ESERCIZI DA SVOLGERE:
A. Secondo il brano, da quale anno i cittadini potranno scegliere liberamente se devolvere il 2xmille ai partiti?
B. Riporta dal brano il testo che comincia con "In realtà, Grillo" e prosegue fino a "2xmille ai partiti.".

BRANO:
E alla fine, il “fieramente populista”, come si definisce lui stesso, Beppe Grillo l’ha avuta vinta. E l’ha avuta vinta su tutta la linea, grazie all’involontaria complicità del governo Letta, capace di varare un decreto che scontenta un po’ tutti.
In realtà, Grillo non è certo scontento del decreto che ha sancito l’abolizione del finanziamento pubblico (in realtà si tratta di rimborsi, essendo stato il finanziamento pubblico ufficialmente abolito dal referendum del ’93), perché da un lato può vantare la vittoria del M5S, dall’altro sbraitare perché il finanziamento resta, seppur in forma ridotta, fino al 2016, mentre dal 2017 i cittadini potranno liberamente scegliere se devolvere il 2xmille ai partiti.
Metto subito in chiaro tre punti:
1. Sono assolutamente contrario all’abolizione del finanziamento pubblico ai partiti politici.
2. Sì, senza dubbio la classe politica ha aggirato, seppur legalmente, il referendum del ’93.
3. L’attuale mole di denaro che fluisce dallo Stato verso i partiti è esorbitante e non sono previsti adeguati controlli.

MATERIALE PRESENTATO:
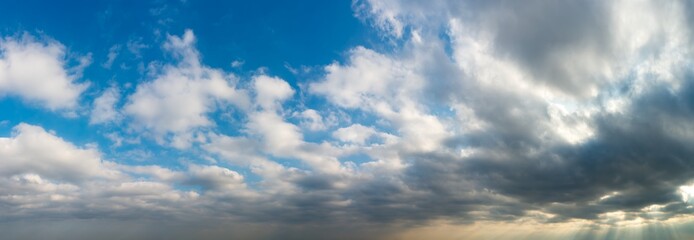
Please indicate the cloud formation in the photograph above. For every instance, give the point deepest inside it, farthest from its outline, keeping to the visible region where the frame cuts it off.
(495, 113)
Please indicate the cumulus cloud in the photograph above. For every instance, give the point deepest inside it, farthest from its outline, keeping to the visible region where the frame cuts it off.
(105, 107)
(490, 112)
(176, 103)
(35, 70)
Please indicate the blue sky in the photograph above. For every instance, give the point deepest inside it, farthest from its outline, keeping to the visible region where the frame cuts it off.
(364, 119)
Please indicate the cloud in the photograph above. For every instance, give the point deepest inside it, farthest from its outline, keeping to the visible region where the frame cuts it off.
(32, 150)
(177, 101)
(355, 133)
(35, 70)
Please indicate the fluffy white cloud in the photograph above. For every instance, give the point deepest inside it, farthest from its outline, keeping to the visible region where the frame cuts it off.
(33, 150)
(271, 91)
(355, 133)
(35, 70)
(178, 100)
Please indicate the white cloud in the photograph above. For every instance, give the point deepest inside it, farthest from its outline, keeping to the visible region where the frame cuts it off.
(270, 91)
(104, 110)
(356, 133)
(312, 120)
(111, 57)
(35, 71)
(32, 150)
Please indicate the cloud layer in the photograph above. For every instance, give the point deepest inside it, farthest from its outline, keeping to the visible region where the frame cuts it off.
(528, 113)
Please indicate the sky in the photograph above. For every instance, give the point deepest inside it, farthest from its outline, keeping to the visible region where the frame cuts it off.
(363, 119)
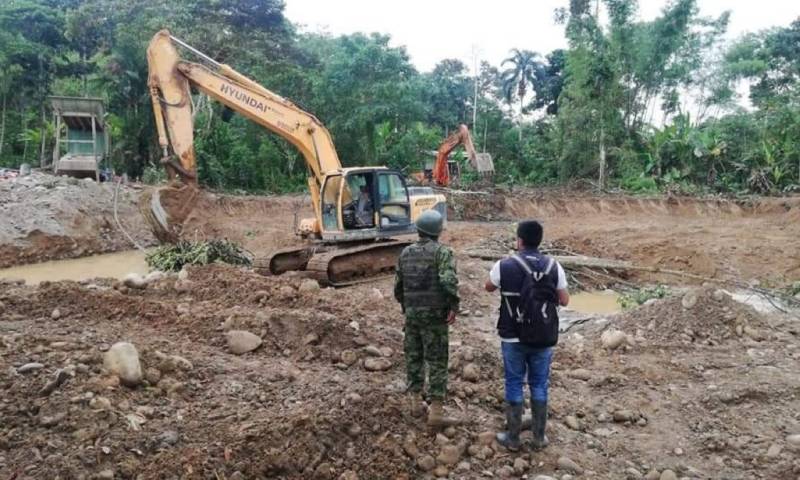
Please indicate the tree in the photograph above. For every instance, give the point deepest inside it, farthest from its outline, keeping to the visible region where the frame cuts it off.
(525, 67)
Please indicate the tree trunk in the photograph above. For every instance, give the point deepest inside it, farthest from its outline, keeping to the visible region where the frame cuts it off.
(602, 179)
(44, 138)
(3, 125)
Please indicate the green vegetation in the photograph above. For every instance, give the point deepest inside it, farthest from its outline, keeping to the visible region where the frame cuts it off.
(638, 297)
(646, 106)
(172, 257)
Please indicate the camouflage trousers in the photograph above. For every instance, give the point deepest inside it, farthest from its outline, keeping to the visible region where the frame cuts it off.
(426, 343)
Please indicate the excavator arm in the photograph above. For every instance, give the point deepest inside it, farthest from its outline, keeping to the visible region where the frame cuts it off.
(169, 81)
(461, 136)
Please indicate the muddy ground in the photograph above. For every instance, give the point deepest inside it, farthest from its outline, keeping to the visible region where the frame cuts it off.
(700, 386)
(44, 217)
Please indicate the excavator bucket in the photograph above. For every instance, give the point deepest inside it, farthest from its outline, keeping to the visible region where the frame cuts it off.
(167, 208)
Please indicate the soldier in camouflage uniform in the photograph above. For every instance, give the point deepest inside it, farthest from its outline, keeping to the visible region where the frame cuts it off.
(427, 288)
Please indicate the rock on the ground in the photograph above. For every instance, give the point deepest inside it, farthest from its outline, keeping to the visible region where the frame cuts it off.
(689, 299)
(242, 341)
(449, 455)
(613, 339)
(521, 466)
(580, 374)
(470, 372)
(572, 422)
(505, 472)
(426, 463)
(652, 475)
(122, 359)
(668, 475)
(377, 364)
(348, 357)
(134, 280)
(30, 367)
(774, 451)
(441, 471)
(309, 285)
(348, 475)
(568, 465)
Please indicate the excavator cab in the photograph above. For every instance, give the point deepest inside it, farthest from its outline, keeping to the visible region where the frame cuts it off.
(364, 203)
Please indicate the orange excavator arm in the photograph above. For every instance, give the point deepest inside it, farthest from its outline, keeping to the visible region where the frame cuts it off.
(461, 136)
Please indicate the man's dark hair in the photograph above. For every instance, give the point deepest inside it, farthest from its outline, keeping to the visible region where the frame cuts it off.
(530, 231)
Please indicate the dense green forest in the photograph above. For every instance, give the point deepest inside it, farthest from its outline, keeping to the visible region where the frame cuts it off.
(645, 106)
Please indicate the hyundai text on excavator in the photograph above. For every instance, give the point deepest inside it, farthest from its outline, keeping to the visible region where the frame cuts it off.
(358, 212)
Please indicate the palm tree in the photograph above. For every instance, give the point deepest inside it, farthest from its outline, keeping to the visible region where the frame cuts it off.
(525, 67)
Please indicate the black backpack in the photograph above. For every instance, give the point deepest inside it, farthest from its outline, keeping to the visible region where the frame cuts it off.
(537, 310)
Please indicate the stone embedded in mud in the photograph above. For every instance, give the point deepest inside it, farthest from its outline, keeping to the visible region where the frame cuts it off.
(122, 359)
(426, 463)
(183, 275)
(689, 299)
(309, 285)
(622, 416)
(449, 455)
(348, 475)
(470, 373)
(568, 465)
(668, 475)
(613, 339)
(30, 367)
(134, 280)
(373, 351)
(580, 374)
(154, 276)
(377, 364)
(572, 422)
(348, 357)
(242, 341)
(520, 466)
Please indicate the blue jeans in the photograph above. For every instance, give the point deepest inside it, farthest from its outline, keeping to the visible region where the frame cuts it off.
(519, 359)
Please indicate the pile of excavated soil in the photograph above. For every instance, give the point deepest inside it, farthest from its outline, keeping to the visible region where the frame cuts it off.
(46, 218)
(702, 315)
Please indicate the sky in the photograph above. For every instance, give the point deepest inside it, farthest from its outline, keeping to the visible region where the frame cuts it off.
(433, 30)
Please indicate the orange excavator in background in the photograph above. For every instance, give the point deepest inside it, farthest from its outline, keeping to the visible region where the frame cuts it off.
(360, 213)
(443, 169)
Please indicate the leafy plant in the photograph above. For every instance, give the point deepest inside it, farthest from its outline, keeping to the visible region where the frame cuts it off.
(642, 295)
(172, 258)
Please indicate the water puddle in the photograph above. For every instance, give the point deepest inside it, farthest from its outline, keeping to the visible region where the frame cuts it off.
(595, 302)
(109, 265)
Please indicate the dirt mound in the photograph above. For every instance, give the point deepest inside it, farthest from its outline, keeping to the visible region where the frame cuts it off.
(704, 316)
(46, 217)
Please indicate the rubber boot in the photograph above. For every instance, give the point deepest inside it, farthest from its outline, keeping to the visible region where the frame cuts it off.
(437, 418)
(510, 438)
(539, 413)
(414, 404)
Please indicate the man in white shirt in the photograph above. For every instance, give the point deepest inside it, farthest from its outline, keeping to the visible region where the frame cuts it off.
(530, 357)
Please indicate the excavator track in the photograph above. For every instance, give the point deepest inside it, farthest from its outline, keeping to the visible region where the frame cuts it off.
(339, 267)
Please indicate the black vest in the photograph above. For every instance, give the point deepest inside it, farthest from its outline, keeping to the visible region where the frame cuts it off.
(421, 288)
(511, 276)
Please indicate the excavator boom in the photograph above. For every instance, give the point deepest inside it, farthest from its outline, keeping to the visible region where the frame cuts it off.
(360, 207)
(461, 136)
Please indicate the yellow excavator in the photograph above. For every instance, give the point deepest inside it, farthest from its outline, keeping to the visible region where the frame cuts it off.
(359, 212)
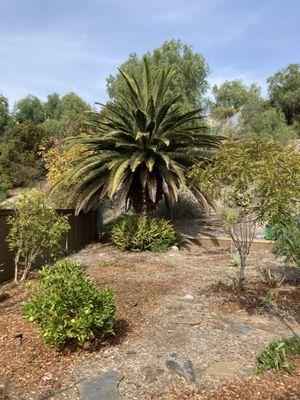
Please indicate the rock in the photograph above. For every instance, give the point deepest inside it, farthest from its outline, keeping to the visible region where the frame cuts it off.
(236, 327)
(188, 297)
(174, 248)
(227, 368)
(47, 377)
(288, 333)
(104, 387)
(152, 374)
(181, 366)
(3, 296)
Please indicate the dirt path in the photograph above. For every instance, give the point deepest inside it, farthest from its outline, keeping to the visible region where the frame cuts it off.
(166, 303)
(186, 318)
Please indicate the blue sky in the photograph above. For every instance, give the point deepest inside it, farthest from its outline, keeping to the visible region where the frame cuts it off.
(73, 45)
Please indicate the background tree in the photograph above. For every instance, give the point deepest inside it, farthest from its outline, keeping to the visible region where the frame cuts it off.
(20, 162)
(234, 94)
(251, 182)
(35, 229)
(52, 106)
(29, 109)
(72, 107)
(189, 78)
(262, 123)
(4, 114)
(284, 91)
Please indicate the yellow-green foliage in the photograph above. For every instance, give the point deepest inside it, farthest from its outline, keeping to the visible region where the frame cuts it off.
(256, 177)
(67, 306)
(134, 233)
(35, 230)
(278, 355)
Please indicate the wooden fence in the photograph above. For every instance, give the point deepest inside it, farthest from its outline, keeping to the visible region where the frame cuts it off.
(83, 231)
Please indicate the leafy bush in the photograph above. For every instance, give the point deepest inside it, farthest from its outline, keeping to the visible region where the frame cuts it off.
(67, 306)
(35, 230)
(4, 188)
(279, 355)
(287, 244)
(134, 233)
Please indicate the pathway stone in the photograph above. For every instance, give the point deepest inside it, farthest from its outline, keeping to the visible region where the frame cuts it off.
(224, 368)
(104, 387)
(188, 297)
(181, 366)
(236, 327)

RISPOSTE SCRITTE:
A. Dal 2017.

B.
In realtà, Grillo non è certo scontento del decreto che ha sancito l’abolizione del finanziamento pubblico (in realtà si tratta di rimborsi, essendo stato il finanziamento pubblico ufficialmente abolito dal referendum del ’93), perché da un lato può vantare la vittoria del M5S, dall’altro sbraitare perché il finanziamento resta, seppur in forma ridotta, fino al 2016, mentre dal 2017 i cittadini potranno liberamente scegliere se devolvere il 2xmille ai partiti.